Information supplied
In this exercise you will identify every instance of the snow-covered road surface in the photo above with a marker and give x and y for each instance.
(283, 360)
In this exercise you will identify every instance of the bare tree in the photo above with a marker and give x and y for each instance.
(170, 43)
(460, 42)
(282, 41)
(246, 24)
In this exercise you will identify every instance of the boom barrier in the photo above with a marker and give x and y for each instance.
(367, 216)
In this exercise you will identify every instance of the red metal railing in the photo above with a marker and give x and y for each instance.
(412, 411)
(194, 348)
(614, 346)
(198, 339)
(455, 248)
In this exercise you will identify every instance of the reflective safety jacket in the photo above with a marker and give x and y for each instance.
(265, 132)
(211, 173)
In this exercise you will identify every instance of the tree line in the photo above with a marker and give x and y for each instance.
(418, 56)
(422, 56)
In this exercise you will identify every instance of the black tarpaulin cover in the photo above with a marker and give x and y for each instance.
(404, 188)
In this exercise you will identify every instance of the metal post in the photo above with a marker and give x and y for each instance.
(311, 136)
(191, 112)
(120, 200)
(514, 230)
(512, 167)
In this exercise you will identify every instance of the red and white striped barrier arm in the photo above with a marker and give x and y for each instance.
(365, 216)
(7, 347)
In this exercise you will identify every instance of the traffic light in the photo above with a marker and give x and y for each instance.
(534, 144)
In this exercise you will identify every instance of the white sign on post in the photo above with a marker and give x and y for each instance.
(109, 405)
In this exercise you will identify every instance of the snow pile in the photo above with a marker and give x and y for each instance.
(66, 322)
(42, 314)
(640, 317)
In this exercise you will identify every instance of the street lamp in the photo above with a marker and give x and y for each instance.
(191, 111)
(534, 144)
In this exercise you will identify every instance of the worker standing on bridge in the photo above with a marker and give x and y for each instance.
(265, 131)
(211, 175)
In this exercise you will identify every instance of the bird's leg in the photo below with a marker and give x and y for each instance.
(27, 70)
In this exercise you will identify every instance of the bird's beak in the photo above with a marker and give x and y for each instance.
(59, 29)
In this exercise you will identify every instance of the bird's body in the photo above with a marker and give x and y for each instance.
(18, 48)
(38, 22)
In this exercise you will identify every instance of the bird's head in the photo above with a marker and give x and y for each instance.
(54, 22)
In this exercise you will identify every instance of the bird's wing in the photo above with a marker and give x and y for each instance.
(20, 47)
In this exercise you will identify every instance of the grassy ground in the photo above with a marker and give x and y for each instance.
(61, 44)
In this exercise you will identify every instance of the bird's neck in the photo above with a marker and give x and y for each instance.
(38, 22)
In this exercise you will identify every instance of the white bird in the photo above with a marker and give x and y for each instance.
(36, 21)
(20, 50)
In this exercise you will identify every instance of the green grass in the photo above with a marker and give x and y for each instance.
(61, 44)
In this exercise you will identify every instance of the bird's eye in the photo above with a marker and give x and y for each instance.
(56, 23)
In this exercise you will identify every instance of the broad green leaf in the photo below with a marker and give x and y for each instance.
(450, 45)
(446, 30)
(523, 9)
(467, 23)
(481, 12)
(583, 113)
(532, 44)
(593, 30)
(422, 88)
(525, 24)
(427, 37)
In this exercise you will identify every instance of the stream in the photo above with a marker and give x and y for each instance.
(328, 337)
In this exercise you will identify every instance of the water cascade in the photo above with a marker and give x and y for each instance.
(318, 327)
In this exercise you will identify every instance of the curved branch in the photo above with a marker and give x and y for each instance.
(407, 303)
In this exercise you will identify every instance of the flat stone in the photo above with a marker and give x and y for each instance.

Work required
Copy exactly the lines running from the one that holds "In this exercise you will identify every instance of the stream" to the last line of the listing above. Include both of those lines.

Completed task
In this exercise you will identify every instance of the stream in the photo above with a marker and give x and y for each instance.
(328, 337)
In this exercise you will identify every instance of the water cascade in the photo above with a marker and give x and y for each instance.
(318, 327)
In this exercise you will identify every instance of the curved branch in the photo above with a marker and give x and y for each instance.
(407, 303)
In this exercise you will identify every instance of the flat stone in the photo above with a marker and give x and y for each instance.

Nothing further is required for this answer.